DATASET RECORDS:

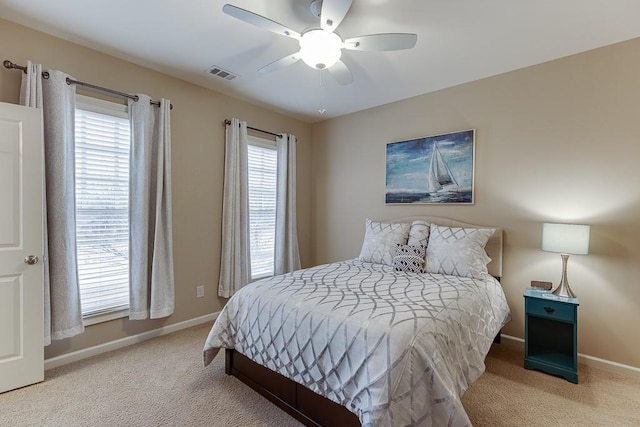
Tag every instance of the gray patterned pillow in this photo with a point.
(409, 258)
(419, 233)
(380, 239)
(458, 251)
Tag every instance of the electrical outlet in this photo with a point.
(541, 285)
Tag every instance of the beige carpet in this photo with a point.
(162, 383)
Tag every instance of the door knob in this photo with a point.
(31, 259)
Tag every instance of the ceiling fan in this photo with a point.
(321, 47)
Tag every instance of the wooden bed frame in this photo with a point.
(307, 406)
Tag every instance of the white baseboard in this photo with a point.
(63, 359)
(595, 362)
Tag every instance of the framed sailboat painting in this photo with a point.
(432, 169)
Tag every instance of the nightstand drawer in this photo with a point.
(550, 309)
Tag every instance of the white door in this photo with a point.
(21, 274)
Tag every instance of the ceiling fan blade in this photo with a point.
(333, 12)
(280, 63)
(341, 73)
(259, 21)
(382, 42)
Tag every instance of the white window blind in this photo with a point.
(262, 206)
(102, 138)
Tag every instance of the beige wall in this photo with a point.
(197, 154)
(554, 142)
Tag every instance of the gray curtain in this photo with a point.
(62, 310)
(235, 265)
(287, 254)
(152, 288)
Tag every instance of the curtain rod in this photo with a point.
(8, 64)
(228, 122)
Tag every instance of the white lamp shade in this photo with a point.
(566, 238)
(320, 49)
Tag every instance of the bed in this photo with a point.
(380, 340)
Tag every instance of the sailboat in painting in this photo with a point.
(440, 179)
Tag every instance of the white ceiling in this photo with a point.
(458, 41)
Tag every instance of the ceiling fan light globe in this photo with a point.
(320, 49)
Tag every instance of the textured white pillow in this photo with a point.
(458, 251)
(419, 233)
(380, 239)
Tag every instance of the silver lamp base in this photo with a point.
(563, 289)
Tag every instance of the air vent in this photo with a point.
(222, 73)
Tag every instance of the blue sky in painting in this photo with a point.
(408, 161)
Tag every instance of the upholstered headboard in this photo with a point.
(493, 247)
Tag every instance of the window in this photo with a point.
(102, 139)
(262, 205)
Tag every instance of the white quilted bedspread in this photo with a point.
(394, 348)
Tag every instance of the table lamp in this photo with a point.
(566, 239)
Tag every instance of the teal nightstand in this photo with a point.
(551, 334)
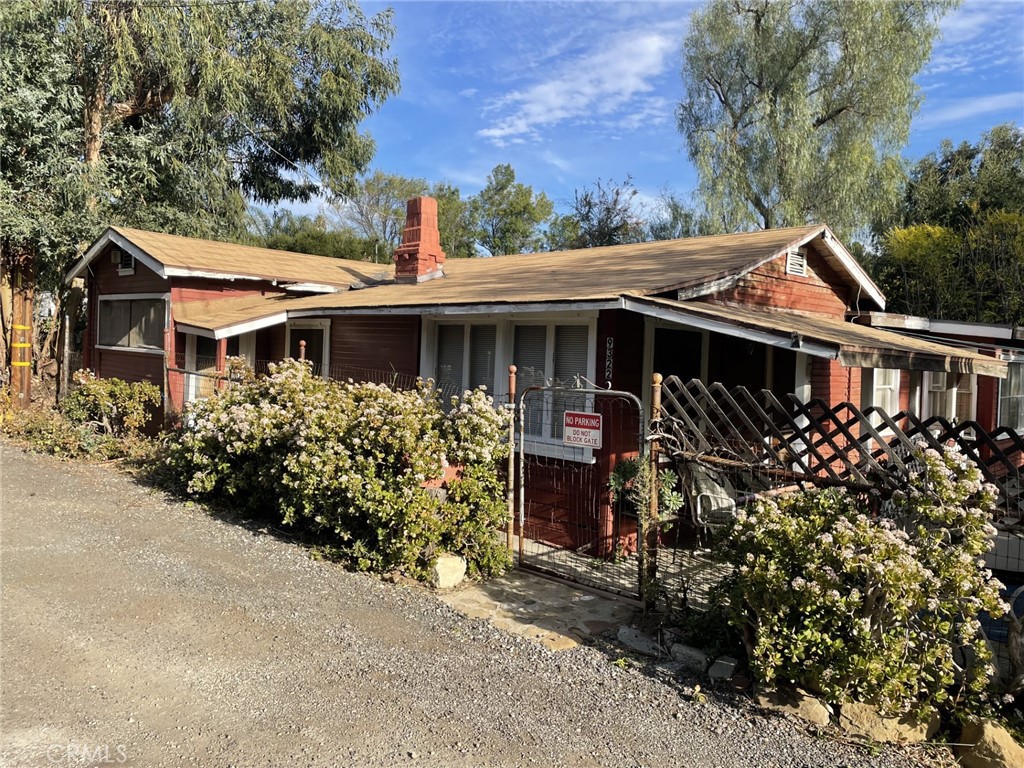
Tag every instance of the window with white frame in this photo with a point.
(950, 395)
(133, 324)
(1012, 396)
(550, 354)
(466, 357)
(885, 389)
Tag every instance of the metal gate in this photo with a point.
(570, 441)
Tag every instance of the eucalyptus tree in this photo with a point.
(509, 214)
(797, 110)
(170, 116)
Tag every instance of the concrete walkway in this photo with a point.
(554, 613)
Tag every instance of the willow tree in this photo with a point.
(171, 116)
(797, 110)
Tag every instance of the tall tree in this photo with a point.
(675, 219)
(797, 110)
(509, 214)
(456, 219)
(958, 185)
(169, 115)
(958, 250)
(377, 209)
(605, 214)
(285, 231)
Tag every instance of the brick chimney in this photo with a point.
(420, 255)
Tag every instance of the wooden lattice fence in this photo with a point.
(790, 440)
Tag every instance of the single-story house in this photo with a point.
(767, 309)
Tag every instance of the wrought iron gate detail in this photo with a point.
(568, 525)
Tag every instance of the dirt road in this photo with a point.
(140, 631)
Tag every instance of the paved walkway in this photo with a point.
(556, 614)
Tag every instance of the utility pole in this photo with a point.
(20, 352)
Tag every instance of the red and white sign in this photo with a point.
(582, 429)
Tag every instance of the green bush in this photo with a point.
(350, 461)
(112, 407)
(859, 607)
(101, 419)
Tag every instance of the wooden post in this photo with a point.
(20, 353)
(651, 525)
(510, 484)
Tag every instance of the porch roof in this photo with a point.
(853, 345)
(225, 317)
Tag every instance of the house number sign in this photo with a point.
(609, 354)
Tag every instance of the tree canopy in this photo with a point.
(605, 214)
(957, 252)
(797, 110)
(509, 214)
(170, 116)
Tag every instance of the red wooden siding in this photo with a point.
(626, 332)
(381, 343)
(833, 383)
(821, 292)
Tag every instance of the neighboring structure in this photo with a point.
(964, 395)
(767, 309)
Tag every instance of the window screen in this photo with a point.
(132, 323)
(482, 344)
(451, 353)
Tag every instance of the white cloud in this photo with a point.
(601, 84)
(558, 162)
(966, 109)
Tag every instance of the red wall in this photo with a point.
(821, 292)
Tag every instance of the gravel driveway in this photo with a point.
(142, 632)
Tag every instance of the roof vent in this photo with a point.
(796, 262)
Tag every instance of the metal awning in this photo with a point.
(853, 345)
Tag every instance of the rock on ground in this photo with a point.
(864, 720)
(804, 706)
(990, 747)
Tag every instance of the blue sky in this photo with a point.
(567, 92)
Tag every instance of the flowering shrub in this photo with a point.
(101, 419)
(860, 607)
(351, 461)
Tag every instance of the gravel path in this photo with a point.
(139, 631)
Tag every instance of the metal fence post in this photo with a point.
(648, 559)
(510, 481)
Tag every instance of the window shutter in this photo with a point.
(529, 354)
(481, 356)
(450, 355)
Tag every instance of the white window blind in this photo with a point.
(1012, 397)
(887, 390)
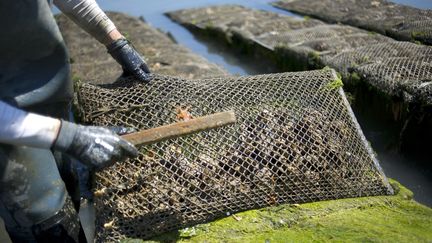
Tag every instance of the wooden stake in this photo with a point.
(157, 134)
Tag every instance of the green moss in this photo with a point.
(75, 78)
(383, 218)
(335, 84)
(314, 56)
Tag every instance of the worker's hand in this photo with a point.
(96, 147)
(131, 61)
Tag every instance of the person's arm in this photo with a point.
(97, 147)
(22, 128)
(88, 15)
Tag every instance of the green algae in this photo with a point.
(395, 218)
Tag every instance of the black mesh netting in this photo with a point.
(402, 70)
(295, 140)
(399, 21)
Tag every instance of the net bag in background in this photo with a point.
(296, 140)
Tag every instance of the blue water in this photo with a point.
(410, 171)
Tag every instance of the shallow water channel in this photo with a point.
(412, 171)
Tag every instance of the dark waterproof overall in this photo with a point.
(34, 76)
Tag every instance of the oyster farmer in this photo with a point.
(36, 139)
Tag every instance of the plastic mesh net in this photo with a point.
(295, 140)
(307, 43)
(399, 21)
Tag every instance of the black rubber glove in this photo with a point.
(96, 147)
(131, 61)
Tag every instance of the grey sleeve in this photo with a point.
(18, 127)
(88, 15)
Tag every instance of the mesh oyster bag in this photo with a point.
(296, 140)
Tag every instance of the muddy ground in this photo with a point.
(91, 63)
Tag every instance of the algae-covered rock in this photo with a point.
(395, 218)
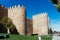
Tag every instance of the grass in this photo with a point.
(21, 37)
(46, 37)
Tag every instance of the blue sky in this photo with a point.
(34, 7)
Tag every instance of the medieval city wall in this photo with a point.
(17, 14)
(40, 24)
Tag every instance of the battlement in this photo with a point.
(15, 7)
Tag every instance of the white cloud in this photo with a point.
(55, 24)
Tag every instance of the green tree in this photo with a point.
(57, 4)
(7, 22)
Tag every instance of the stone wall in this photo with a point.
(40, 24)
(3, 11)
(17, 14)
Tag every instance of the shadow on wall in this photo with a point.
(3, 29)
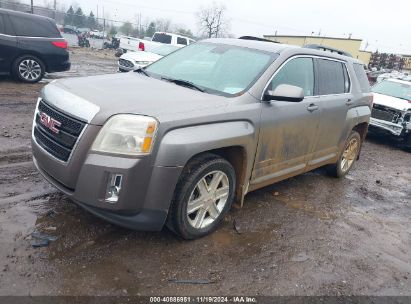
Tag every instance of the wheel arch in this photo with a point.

SET EXERCISE:
With pictures left out, repeat exactly the lines from the line bearing "Tag every instance of the net" through the final line of the records above.

OUTPUT:
Tag every instance of the net bag in background in this photo with a point.
(296, 140)
Tag every instance of the blue water in this photo with a point.
(410, 171)
Tag every instance of the shallow water channel in this photo with a point.
(412, 171)
Tag every instance of the dark waterproof overall in this photo with a point.
(34, 76)
Tag every instance of the oyster farmer in this photo with a point.
(36, 139)
Tag every instance of the plastic mesh net in this photo with a point.
(295, 140)
(307, 43)
(399, 21)
Tag every instance of the black rubber glove in this photo with a point.
(96, 147)
(131, 61)
Tag every instance of the grey sleeve in this photo with a point.
(18, 127)
(88, 15)
Tag every instance of the mesh oyster bag in this photo with a point.
(296, 140)
Tag every instance of the muddy ground in this photo with a point.
(91, 63)
Tag every instance of the algae-covered rock in this photo with a point.
(395, 218)
Tag every instance of the grass in this photo with a point.
(21, 37)
(46, 37)
Tag every instance of the blue sky in this photo with a point.
(34, 7)
Tag every instance of the medieval city wall in this photo with a point.
(17, 14)
(40, 24)
Tag every instance of the battlement in this photo with a point.
(15, 7)
Tag every instance of the white cloud in this photo with a point.
(55, 24)
Tag every instance of the green tree in this photo with a point.
(57, 4)
(7, 22)
Tag every instance of the stone wall in this photo with a point.
(40, 24)
(3, 11)
(17, 14)
Tag every instance of the shadow on wall in this photo with a point.
(3, 29)
Tag every instance of the wheel arch in this photo with a point.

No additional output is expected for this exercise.